**Goal**
Beginning with the line where "Place one point per instance of the jacket" appears, restate the lines word for word through the last one in the listing.
*****
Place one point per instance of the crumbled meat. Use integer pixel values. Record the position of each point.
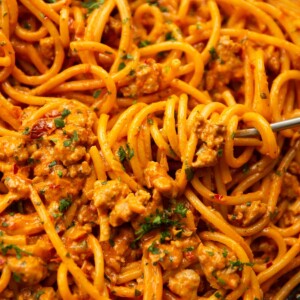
(247, 213)
(215, 264)
(30, 270)
(157, 177)
(211, 137)
(41, 293)
(185, 284)
(226, 65)
(125, 208)
(117, 250)
(147, 79)
(169, 256)
(117, 197)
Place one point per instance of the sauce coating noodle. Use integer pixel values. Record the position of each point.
(121, 175)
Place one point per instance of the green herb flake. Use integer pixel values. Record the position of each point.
(153, 249)
(121, 66)
(64, 204)
(67, 143)
(181, 210)
(164, 235)
(59, 122)
(90, 5)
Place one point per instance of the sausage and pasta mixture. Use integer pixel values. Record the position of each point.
(123, 171)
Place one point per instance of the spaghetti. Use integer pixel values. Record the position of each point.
(121, 175)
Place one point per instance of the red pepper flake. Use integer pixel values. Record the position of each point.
(16, 169)
(218, 197)
(190, 255)
(54, 186)
(269, 264)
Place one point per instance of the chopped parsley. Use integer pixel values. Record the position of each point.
(240, 265)
(26, 131)
(164, 235)
(65, 113)
(64, 204)
(163, 220)
(90, 5)
(153, 249)
(59, 122)
(19, 251)
(97, 93)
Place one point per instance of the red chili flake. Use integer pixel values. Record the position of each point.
(54, 186)
(40, 128)
(269, 264)
(218, 197)
(16, 169)
(53, 113)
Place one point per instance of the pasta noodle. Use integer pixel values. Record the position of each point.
(121, 172)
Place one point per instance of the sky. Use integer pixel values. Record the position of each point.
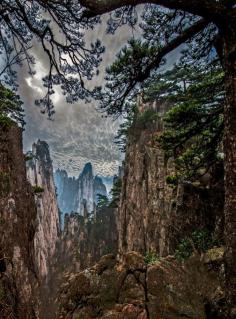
(78, 134)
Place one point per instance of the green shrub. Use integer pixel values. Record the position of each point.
(151, 258)
(2, 291)
(201, 240)
(4, 183)
(172, 180)
(37, 189)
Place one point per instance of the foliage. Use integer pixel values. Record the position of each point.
(133, 125)
(121, 138)
(37, 189)
(102, 201)
(172, 180)
(10, 108)
(29, 156)
(194, 125)
(2, 291)
(151, 258)
(72, 61)
(4, 183)
(200, 240)
(115, 192)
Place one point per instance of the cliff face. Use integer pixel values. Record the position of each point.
(84, 240)
(17, 227)
(76, 195)
(132, 289)
(40, 175)
(153, 216)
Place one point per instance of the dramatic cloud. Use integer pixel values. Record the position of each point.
(79, 133)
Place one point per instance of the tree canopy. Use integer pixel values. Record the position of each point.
(60, 27)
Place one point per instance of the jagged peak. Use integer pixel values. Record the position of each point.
(88, 169)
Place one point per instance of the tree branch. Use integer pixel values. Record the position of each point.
(210, 10)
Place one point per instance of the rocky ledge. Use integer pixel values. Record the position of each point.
(132, 289)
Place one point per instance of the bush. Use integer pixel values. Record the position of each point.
(201, 240)
(37, 189)
(172, 180)
(151, 258)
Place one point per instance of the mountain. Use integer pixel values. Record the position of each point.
(78, 194)
(40, 174)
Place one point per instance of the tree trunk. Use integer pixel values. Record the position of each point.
(229, 56)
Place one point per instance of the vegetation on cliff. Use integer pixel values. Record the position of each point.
(11, 110)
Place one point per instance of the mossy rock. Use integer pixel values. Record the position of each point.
(4, 184)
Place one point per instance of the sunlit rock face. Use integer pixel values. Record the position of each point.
(18, 215)
(78, 195)
(40, 175)
(133, 289)
(155, 216)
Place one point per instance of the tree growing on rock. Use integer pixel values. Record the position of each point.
(204, 27)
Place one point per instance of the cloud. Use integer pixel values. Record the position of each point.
(78, 134)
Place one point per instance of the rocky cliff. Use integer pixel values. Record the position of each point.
(155, 216)
(40, 175)
(85, 240)
(18, 220)
(76, 195)
(133, 289)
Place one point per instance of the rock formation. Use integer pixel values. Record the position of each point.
(40, 175)
(76, 194)
(18, 220)
(132, 289)
(85, 240)
(153, 215)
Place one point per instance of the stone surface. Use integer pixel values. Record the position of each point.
(133, 289)
(40, 174)
(18, 218)
(152, 215)
(78, 194)
(85, 240)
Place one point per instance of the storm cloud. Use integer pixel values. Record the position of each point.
(78, 134)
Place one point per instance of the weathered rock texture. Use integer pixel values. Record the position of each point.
(76, 195)
(17, 227)
(134, 290)
(84, 240)
(154, 216)
(40, 175)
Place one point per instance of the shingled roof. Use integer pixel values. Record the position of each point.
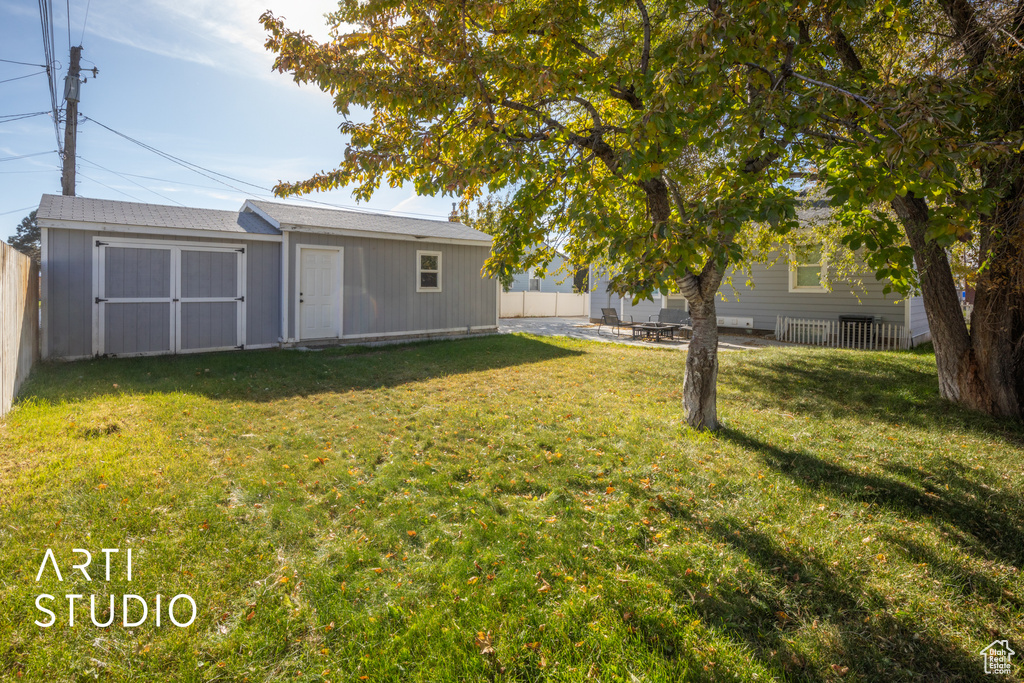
(296, 217)
(111, 212)
(255, 217)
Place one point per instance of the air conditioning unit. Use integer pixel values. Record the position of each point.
(739, 323)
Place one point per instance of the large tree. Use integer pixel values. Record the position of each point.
(579, 112)
(913, 109)
(26, 239)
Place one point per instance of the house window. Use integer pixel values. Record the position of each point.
(806, 273)
(428, 264)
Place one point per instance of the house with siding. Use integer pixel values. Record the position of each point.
(125, 279)
(780, 291)
(559, 279)
(790, 287)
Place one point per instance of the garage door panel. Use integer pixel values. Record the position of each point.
(209, 326)
(137, 273)
(169, 299)
(209, 274)
(137, 328)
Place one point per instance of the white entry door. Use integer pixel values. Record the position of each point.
(320, 293)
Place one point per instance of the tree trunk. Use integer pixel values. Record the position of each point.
(700, 379)
(997, 319)
(980, 370)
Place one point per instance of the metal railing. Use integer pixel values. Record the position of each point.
(867, 336)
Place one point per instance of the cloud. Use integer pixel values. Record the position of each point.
(223, 35)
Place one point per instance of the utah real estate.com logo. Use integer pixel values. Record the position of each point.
(996, 655)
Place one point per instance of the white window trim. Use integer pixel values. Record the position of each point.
(419, 270)
(530, 276)
(798, 289)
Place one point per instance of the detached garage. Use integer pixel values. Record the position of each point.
(124, 279)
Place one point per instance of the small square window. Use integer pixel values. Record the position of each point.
(428, 271)
(806, 275)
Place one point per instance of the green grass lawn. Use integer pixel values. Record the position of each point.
(510, 509)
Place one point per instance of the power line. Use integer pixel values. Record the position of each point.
(196, 168)
(24, 63)
(87, 4)
(18, 116)
(18, 78)
(46, 23)
(7, 213)
(55, 168)
(37, 154)
(22, 116)
(148, 189)
(131, 197)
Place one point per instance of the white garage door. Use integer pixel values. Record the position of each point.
(158, 297)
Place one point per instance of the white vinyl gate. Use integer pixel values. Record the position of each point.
(157, 297)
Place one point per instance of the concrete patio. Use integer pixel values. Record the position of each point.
(582, 328)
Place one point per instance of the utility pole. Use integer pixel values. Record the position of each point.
(72, 85)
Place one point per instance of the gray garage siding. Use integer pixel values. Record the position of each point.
(559, 279)
(379, 286)
(771, 297)
(70, 305)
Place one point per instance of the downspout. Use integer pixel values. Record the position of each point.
(284, 286)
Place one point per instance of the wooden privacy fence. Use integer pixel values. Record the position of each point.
(18, 322)
(543, 304)
(846, 334)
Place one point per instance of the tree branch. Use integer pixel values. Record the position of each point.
(645, 54)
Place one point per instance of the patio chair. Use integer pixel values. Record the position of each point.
(671, 316)
(609, 316)
(676, 317)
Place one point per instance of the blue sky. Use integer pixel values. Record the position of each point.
(188, 77)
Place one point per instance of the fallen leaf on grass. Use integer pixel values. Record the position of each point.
(483, 643)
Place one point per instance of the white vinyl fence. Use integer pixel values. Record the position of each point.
(869, 336)
(18, 322)
(544, 304)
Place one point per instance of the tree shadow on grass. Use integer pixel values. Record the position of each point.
(271, 375)
(986, 520)
(890, 387)
(796, 588)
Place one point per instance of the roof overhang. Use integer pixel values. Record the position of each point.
(252, 208)
(152, 229)
(374, 235)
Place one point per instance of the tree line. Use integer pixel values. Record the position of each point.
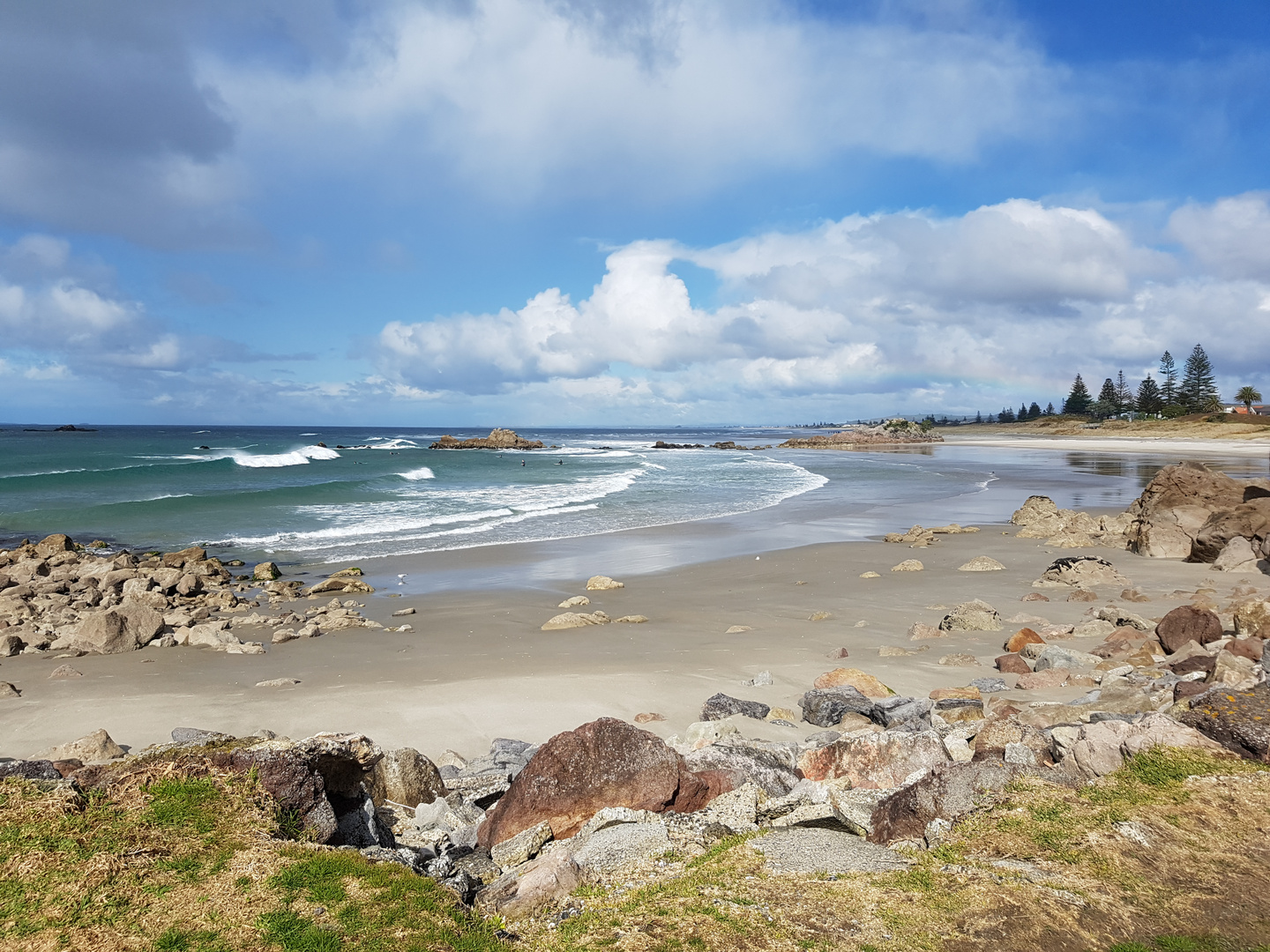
(1191, 391)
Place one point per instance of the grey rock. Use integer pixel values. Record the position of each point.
(826, 707)
(620, 845)
(773, 766)
(811, 851)
(721, 706)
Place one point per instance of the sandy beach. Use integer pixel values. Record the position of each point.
(478, 666)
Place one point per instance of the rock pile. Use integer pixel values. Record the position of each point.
(57, 597)
(497, 439)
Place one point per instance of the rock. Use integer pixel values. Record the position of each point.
(1024, 636)
(826, 852)
(602, 583)
(51, 546)
(949, 792)
(1188, 623)
(619, 845)
(265, 571)
(874, 761)
(1082, 571)
(981, 564)
(1104, 746)
(771, 766)
(574, 620)
(1056, 657)
(855, 678)
(721, 706)
(826, 707)
(1237, 720)
(1033, 510)
(497, 439)
(407, 777)
(1042, 680)
(1252, 619)
(1012, 664)
(522, 847)
(528, 888)
(343, 584)
(1238, 556)
(576, 773)
(972, 616)
(93, 749)
(923, 632)
(123, 628)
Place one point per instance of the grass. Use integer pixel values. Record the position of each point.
(179, 863)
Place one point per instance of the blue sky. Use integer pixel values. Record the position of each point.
(583, 212)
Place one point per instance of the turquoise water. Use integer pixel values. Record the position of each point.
(276, 493)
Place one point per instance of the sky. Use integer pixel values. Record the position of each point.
(626, 212)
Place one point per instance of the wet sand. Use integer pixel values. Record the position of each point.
(478, 666)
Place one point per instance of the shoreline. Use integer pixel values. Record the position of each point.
(478, 666)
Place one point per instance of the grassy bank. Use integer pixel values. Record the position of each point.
(1168, 854)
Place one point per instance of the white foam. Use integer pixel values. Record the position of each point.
(271, 461)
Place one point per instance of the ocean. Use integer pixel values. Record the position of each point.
(317, 495)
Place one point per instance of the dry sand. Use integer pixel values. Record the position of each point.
(476, 664)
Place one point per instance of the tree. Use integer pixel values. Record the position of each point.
(1149, 400)
(1108, 400)
(1198, 392)
(1169, 375)
(1079, 400)
(1123, 395)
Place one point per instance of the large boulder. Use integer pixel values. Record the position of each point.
(1237, 720)
(949, 792)
(406, 777)
(577, 773)
(874, 761)
(118, 629)
(972, 616)
(1104, 746)
(1177, 505)
(1188, 623)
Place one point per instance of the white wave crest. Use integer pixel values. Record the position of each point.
(272, 461)
(423, 472)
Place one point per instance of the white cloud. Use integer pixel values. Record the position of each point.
(517, 97)
(1002, 303)
(1229, 238)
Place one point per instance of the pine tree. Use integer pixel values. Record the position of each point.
(1198, 392)
(1079, 400)
(1123, 395)
(1149, 398)
(1169, 375)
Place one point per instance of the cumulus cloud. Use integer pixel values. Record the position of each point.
(1004, 302)
(517, 97)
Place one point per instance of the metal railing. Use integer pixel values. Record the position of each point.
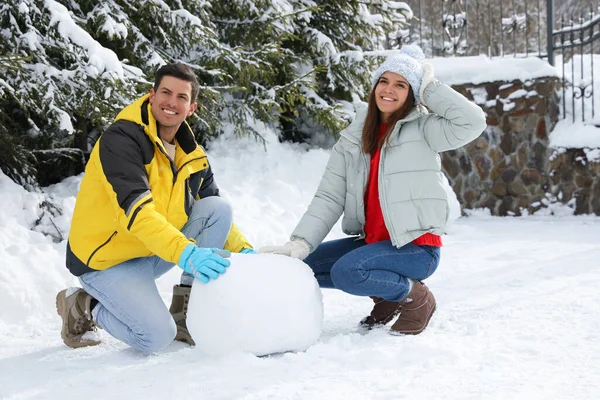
(514, 28)
(578, 41)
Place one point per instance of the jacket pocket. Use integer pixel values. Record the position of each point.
(100, 247)
(350, 210)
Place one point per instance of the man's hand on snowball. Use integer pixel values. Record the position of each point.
(296, 248)
(204, 263)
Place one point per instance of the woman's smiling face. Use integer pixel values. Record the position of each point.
*****
**Written answer**
Place one point per instance of the jacket pocket. Use integer pixel values. Record the position of each point.
(100, 247)
(350, 210)
Place one point per instance of the man's hand on snowball. Use integer pixel values. Record the position of each point.
(296, 248)
(204, 263)
Place one point per instance of the woman's smiling face. Use integer pixel values. Record the position of each point.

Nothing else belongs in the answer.